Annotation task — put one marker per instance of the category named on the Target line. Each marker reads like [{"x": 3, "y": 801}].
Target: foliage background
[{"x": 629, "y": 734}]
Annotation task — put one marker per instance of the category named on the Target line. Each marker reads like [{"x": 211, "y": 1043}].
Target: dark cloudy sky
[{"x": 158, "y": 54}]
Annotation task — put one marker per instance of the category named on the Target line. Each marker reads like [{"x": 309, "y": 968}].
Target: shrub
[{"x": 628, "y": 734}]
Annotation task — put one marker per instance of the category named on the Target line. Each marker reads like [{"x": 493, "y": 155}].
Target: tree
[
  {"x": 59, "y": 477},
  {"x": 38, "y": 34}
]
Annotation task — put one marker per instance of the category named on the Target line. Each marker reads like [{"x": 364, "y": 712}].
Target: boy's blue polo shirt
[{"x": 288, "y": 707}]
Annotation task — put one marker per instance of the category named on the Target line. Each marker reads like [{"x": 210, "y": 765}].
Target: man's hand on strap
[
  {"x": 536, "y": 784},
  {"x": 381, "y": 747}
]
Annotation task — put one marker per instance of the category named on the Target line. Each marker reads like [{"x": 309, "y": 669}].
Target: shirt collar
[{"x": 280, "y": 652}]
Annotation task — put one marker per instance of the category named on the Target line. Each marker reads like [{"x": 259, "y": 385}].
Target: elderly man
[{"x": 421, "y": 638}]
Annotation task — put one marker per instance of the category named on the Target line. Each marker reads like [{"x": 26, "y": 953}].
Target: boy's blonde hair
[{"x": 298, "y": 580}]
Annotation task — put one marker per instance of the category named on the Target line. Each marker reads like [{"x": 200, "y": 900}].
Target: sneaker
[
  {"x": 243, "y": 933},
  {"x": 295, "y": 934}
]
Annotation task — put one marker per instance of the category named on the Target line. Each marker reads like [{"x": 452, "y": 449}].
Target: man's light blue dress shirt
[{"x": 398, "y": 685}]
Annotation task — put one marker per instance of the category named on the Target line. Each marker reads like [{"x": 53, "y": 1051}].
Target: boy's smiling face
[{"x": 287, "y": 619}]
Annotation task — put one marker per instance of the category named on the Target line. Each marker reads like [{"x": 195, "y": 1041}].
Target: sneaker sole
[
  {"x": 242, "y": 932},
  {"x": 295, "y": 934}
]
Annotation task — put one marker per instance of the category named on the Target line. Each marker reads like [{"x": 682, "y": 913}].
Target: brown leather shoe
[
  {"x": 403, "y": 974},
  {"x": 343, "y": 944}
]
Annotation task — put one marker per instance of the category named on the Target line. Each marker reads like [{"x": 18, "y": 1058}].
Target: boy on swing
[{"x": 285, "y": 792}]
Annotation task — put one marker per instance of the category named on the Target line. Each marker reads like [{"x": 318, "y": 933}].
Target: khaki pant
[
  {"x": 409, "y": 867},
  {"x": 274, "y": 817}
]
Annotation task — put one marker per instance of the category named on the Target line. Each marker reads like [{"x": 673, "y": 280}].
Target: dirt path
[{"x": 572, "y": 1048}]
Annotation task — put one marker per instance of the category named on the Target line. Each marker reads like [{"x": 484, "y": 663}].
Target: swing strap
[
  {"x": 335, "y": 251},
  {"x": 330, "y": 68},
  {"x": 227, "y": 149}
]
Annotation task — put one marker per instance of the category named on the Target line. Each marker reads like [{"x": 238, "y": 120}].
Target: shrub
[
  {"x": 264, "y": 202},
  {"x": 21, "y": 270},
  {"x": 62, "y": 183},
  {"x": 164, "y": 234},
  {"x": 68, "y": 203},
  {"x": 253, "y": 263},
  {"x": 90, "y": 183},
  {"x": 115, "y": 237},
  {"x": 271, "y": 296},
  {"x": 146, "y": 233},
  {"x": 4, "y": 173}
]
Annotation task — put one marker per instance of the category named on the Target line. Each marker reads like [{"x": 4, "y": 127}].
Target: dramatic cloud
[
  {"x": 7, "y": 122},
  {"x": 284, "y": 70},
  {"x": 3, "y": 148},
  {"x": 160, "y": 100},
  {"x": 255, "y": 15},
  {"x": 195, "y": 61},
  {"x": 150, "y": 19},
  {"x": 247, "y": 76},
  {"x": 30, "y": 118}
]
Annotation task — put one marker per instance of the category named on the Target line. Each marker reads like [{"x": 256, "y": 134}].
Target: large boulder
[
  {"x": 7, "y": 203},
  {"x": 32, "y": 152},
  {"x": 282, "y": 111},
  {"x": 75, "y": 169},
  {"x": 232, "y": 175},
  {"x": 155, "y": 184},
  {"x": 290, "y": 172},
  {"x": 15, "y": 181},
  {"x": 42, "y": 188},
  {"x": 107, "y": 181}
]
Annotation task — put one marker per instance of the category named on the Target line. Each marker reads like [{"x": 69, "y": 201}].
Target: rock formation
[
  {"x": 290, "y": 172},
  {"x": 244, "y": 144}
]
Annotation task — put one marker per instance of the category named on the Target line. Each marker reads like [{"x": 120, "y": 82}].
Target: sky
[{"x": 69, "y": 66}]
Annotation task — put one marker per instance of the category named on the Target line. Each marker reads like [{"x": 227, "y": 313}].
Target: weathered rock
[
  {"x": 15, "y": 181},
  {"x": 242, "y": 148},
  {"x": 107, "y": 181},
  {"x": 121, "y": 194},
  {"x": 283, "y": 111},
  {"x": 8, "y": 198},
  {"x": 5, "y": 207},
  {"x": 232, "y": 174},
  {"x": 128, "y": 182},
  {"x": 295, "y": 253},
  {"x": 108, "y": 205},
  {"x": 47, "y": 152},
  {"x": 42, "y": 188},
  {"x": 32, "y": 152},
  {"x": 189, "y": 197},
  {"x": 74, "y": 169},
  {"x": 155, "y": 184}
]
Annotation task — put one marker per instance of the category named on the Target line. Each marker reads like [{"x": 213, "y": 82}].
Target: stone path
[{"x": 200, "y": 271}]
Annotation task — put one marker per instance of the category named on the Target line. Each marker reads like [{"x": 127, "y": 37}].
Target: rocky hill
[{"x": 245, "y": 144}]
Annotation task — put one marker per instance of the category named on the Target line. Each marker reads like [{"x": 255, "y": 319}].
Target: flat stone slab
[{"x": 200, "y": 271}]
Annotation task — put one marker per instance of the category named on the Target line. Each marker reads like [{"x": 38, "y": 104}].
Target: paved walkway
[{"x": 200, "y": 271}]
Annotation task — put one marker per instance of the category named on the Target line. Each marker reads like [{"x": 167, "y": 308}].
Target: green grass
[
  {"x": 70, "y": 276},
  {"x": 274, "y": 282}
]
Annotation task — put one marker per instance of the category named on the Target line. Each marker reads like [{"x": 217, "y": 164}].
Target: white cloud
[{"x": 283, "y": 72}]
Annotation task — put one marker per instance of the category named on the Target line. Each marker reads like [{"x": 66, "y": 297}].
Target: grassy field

────────

**TASK**
Once you have read the records above, output each of them verbatim.

**RESPONSE BOX**
Annotation task — put one marker per instance of the category named on the Target line. Each marker reads like [{"x": 3, "y": 801}].
Target: foliage background
[{"x": 629, "y": 734}]
Annotation task — put one marker per instance of the category named on the Target line. Each marker reads like [{"x": 211, "y": 1043}].
Target: dark cloudy sky
[{"x": 158, "y": 54}]
Annotation task — put one marker per instance of the category named on the Target line. Each marker reads like [{"x": 309, "y": 968}].
Target: shrub
[{"x": 628, "y": 734}]
Annotation task — put one marker per instance of the category named on the Target line. Each marker reads like [{"x": 493, "y": 155}].
Target: tree
[
  {"x": 59, "y": 477},
  {"x": 38, "y": 34}
]
Annotation task — put one marker per instance of the category named on the Target line. Each marker reads like [{"x": 364, "y": 712}].
Target: boy's blue polo shirt
[{"x": 288, "y": 707}]
Annotation task — put one marker per instance of the category named on the Target line. Each marker reads like [{"x": 210, "y": 765}].
Target: man's hand on strap
[
  {"x": 536, "y": 784},
  {"x": 381, "y": 747}
]
Annotation task — put one marker per instance of the category named on the Target line. Each marker reads like [{"x": 309, "y": 669}].
Target: shirt collar
[{"x": 280, "y": 652}]
Annotation task — put one marker per instance of the category named on the Target line. Each marker reads like [{"x": 259, "y": 385}].
Target: elderly man
[{"x": 421, "y": 638}]
Annotation task — put one marker per instance of the category named on the Target line. Each marker reads like [{"x": 26, "y": 953}].
Target: boy's blonde hair
[{"x": 298, "y": 580}]
Annotation task — put one marker per instance of the category named on the Target line. Each marker reads like [{"x": 200, "y": 900}].
Target: sneaker
[
  {"x": 243, "y": 933},
  {"x": 295, "y": 934}
]
Annotation task — put one marker per instance of the category named on the Target line. Each marker reads like [{"x": 452, "y": 449}].
Target: man's light blue dress shirt
[{"x": 398, "y": 685}]
Annotation task — put one marker per instance of the category named on the Target line. Each marker reads like [{"x": 53, "y": 1051}].
Target: boy's smiling face
[{"x": 287, "y": 619}]
Annotation task — put one marker per instance of the category named on the Target line. Each marker reads like [{"x": 195, "y": 1041}].
Target: sneaker sole
[
  {"x": 242, "y": 932},
  {"x": 295, "y": 934}
]
Annotation task — put one marker per instance of the category named on the Target line. Each marker reads like [{"x": 682, "y": 913}].
Target: brown leather shoe
[
  {"x": 403, "y": 974},
  {"x": 343, "y": 944}
]
Annotation task — put one marker per instance of the category named on the Target line. Each marker reads like [{"x": 18, "y": 1058}].
Target: boy on swing
[{"x": 285, "y": 792}]
Annotation task — put one marker per instance of the category named on the Target line. Each marker reads like [{"x": 318, "y": 933}].
Target: khaki pant
[
  {"x": 409, "y": 867},
  {"x": 274, "y": 817}
]
Annotation task — put one marker per instance of the category named on the Target line. Each marker reads like [{"x": 673, "y": 280}].
Target: dirt path
[{"x": 572, "y": 1048}]
Annotation task — put one marker per instance of the category named on the Target line. Each marker reads like [{"x": 484, "y": 663}].
Target: swing strap
[
  {"x": 335, "y": 251},
  {"x": 330, "y": 68},
  {"x": 227, "y": 149}
]
Annotation task — put one marker per instance of the category named on the Target line. Each marker reads like [{"x": 238, "y": 120}].
Target: shrub
[
  {"x": 264, "y": 202},
  {"x": 21, "y": 270},
  {"x": 62, "y": 183},
  {"x": 164, "y": 234},
  {"x": 68, "y": 203},
  {"x": 253, "y": 263},
  {"x": 90, "y": 183},
  {"x": 115, "y": 237},
  {"x": 271, "y": 296},
  {"x": 146, "y": 233},
  {"x": 4, "y": 173}
]
Annotation task — put one marker per instance of the category named on the Target line. Each marker reads like [{"x": 4, "y": 127}].
Target: dramatic cloud
[
  {"x": 7, "y": 122},
  {"x": 284, "y": 70},
  {"x": 3, "y": 148},
  {"x": 160, "y": 100},
  {"x": 255, "y": 15},
  {"x": 195, "y": 61},
  {"x": 150, "y": 19},
  {"x": 247, "y": 76},
  {"x": 30, "y": 118}
]
Annotation task — put one marker per instance of the category named on the Target line. Each marker reads like [{"x": 256, "y": 134}].
Target: large boulder
[
  {"x": 7, "y": 203},
  {"x": 32, "y": 152},
  {"x": 282, "y": 111},
  {"x": 75, "y": 169},
  {"x": 232, "y": 175},
  {"x": 155, "y": 184},
  {"x": 290, "y": 172},
  {"x": 15, "y": 181},
  {"x": 42, "y": 188},
  {"x": 107, "y": 181}
]
Annotation task — put one marker per instance of the category named on the Target line. Each marker reads like [{"x": 69, "y": 201}].
Target: rock formation
[
  {"x": 290, "y": 172},
  {"x": 244, "y": 144}
]
Annotation task — put one marker per instance of the category named on the Target line. Each marker reads like [{"x": 120, "y": 82}].
Target: sky
[{"x": 69, "y": 66}]
Annotation task — put one marker per instance of the category named on the Target line. Each marker reads like [{"x": 227, "y": 313}].
Target: weathered rock
[
  {"x": 15, "y": 181},
  {"x": 242, "y": 148},
  {"x": 107, "y": 181},
  {"x": 121, "y": 194},
  {"x": 283, "y": 111},
  {"x": 8, "y": 198},
  {"x": 5, "y": 207},
  {"x": 232, "y": 174},
  {"x": 128, "y": 182},
  {"x": 295, "y": 253},
  {"x": 108, "y": 205},
  {"x": 47, "y": 152},
  {"x": 42, "y": 188},
  {"x": 32, "y": 152},
  {"x": 189, "y": 197},
  {"x": 74, "y": 169},
  {"x": 155, "y": 184}
]
Annotation task — put one marker per instance of the category named on the Target line. Each marker reads like [{"x": 213, "y": 82}].
Target: stone path
[{"x": 200, "y": 271}]
Annotation task — put one marker per instance of the category named on the Target line. Each marker reads like [{"x": 127, "y": 37}].
Target: rocky hill
[{"x": 245, "y": 144}]
Annotation task — put one marker per instance of the category named on the Target line. Each marker reads like [{"x": 255, "y": 319}].
Target: flat stone slab
[{"x": 200, "y": 271}]
Annotation task — put one marker per instance of the category named on the Target line. Each marker reads like [{"x": 38, "y": 104}].
Target: paved walkway
[{"x": 200, "y": 271}]
Annotation task — put one marker per instance of the category named on the Target line. Each marker reads like [{"x": 167, "y": 308}].
Target: green grass
[
  {"x": 70, "y": 276},
  {"x": 274, "y": 282}
]
Annotation task — put one marker per instance of the category named on the Target line. Each marker reads like [{"x": 217, "y": 164}].
Target: white cloud
[{"x": 283, "y": 72}]
Annotation task — put one marker per instance of the category named on the Target line. Each marker reads like [{"x": 66, "y": 297}].
Target: grassy field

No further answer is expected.